(EXERCISE DETAILS):
Look below. Copy each line that has "Target" in it.

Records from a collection
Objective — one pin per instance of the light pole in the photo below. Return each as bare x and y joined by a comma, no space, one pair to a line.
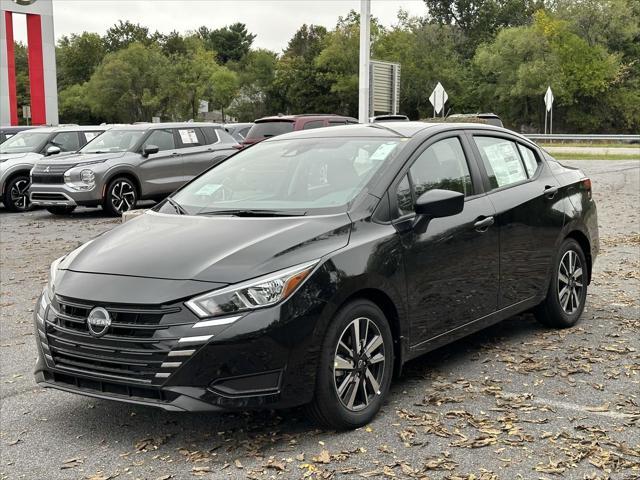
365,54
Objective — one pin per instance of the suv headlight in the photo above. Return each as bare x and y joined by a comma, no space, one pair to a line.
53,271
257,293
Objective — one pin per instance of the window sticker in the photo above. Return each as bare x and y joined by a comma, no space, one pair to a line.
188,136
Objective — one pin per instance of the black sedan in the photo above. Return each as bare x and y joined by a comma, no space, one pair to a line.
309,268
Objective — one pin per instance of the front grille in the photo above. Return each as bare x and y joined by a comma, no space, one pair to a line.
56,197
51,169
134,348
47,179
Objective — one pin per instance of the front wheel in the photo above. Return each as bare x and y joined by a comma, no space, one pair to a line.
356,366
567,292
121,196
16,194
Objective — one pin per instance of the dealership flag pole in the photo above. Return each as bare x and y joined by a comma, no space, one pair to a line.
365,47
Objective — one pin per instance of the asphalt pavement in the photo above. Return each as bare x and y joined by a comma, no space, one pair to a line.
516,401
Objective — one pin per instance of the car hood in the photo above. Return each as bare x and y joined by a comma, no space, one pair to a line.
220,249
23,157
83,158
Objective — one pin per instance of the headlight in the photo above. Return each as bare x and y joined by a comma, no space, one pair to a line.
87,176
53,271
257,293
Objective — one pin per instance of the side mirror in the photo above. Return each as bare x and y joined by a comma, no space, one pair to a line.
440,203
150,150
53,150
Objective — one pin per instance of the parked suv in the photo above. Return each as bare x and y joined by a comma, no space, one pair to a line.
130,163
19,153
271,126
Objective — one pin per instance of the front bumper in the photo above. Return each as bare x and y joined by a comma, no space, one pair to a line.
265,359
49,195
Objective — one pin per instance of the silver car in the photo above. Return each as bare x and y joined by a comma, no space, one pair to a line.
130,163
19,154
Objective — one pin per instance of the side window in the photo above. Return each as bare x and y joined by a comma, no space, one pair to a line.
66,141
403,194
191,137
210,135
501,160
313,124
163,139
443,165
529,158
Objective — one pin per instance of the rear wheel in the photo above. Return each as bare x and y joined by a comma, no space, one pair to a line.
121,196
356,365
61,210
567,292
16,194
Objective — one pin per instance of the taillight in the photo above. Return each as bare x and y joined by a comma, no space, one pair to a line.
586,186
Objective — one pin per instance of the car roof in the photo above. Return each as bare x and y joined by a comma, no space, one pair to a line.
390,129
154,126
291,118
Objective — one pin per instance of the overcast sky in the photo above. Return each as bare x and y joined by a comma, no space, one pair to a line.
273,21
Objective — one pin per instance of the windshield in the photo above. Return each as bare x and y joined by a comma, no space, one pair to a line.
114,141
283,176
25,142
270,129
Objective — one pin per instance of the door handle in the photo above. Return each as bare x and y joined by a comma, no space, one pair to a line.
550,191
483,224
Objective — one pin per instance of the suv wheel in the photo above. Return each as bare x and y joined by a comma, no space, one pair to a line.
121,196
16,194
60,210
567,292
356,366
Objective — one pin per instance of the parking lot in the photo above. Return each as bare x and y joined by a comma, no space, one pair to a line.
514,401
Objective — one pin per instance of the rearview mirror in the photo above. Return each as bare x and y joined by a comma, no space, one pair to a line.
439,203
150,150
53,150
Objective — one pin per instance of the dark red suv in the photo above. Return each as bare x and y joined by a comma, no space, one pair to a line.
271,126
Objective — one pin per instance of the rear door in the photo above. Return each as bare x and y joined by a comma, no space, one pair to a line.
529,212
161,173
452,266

...

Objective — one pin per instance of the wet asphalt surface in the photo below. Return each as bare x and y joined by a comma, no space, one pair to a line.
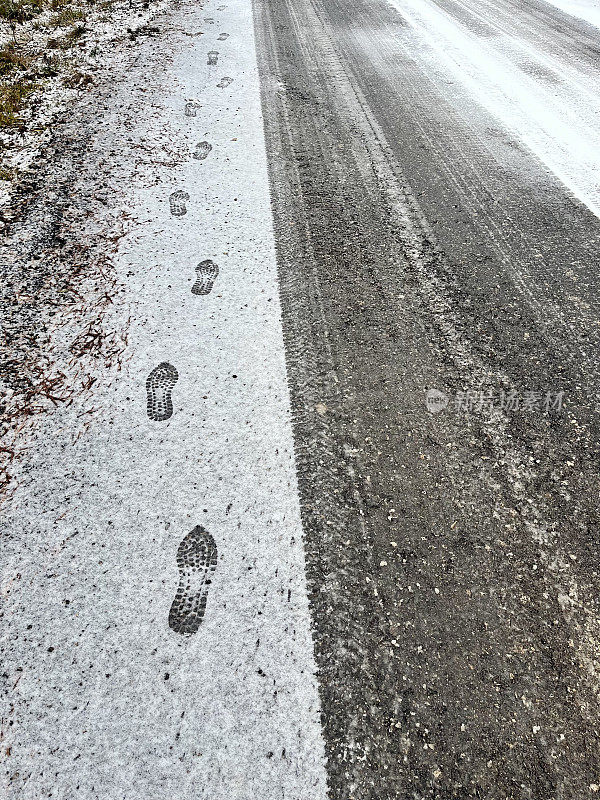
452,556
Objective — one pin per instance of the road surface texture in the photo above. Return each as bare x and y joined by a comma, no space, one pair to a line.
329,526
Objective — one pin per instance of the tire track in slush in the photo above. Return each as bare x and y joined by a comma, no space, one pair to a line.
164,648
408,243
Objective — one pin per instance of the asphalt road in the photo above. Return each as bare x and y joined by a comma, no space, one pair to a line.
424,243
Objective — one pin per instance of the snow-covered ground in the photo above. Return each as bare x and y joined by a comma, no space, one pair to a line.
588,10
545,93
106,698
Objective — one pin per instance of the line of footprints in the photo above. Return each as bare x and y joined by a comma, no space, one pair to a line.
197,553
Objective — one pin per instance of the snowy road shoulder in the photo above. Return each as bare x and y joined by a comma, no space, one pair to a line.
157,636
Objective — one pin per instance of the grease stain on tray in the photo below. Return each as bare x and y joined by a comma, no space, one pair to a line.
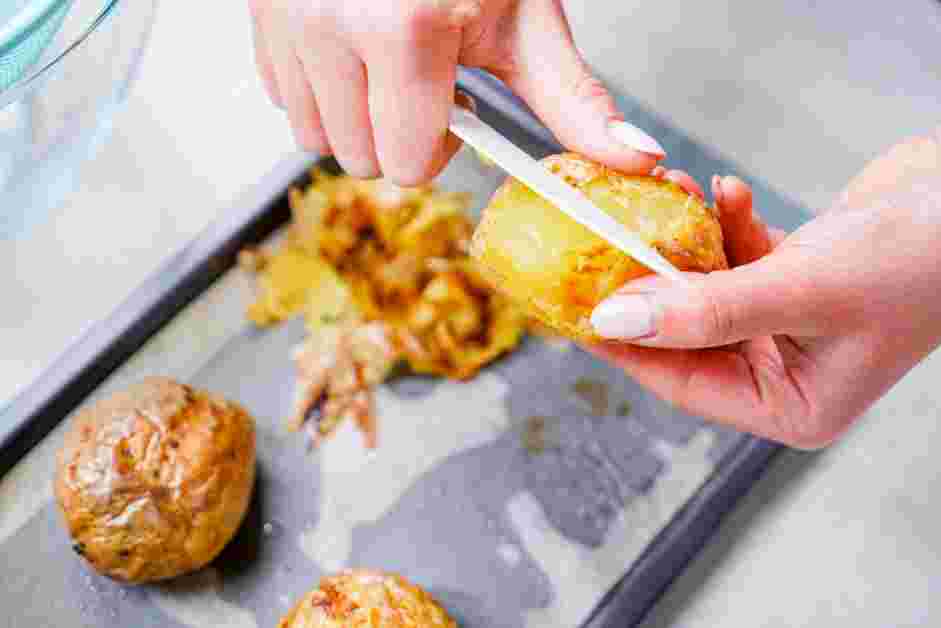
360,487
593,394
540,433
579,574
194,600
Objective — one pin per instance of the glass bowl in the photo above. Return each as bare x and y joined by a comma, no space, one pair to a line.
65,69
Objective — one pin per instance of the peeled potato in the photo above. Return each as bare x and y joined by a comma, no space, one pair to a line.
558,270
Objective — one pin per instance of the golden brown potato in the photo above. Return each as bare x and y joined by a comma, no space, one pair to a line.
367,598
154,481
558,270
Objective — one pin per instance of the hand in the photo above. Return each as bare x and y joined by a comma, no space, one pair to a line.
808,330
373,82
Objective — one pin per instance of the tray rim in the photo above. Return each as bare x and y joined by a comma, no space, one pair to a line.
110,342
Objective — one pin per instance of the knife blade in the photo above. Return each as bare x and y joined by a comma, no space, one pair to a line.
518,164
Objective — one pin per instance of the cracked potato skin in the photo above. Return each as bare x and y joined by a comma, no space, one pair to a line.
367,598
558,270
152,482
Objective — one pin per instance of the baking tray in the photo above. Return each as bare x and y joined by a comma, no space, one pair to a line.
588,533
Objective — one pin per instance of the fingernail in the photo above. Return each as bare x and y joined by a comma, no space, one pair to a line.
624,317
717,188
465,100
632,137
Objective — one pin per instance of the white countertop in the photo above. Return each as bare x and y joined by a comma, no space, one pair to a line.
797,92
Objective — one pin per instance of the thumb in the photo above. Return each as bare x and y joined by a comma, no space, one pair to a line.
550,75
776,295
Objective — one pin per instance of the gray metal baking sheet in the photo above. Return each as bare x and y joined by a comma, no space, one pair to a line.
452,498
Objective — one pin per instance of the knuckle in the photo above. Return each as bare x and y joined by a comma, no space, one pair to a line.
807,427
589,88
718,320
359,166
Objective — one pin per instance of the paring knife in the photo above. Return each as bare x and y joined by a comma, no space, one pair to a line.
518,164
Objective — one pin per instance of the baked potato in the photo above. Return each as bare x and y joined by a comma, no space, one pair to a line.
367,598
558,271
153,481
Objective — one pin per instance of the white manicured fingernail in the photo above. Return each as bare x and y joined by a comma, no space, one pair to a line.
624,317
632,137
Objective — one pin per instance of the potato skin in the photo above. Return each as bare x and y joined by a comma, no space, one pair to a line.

* * *

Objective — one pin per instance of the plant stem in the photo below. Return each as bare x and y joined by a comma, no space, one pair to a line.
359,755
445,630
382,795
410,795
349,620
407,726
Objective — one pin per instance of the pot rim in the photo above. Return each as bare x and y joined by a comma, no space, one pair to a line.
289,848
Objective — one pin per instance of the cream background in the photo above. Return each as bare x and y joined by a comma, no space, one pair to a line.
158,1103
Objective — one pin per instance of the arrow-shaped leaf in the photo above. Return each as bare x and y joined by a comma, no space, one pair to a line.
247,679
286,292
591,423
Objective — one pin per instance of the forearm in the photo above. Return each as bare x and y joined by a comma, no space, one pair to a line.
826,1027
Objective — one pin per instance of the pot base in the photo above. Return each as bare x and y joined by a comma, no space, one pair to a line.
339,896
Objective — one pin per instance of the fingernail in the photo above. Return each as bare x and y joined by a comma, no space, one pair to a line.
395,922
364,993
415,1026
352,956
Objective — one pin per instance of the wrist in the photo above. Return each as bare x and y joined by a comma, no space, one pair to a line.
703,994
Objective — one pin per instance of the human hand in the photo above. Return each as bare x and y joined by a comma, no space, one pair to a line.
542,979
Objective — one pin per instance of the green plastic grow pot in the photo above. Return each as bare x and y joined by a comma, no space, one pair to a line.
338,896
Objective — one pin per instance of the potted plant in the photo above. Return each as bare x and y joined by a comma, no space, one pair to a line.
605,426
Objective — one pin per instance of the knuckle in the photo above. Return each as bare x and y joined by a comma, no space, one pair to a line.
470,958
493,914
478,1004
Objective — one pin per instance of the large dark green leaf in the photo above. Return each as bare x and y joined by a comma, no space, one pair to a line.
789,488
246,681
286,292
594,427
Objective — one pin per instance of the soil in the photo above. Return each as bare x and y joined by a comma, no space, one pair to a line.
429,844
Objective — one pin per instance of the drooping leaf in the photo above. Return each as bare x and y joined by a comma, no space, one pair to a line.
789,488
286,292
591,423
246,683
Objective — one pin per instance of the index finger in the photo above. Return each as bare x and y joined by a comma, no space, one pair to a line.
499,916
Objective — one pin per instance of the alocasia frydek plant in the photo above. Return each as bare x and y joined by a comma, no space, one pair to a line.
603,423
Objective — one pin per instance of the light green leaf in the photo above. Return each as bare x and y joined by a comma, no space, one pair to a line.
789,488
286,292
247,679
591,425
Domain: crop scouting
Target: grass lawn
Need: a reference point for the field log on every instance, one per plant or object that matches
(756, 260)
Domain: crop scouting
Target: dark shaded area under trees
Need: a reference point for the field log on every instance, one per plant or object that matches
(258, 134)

(SOLUTION BELOW):
Target: grass lawn
Target: dark shaded area under trees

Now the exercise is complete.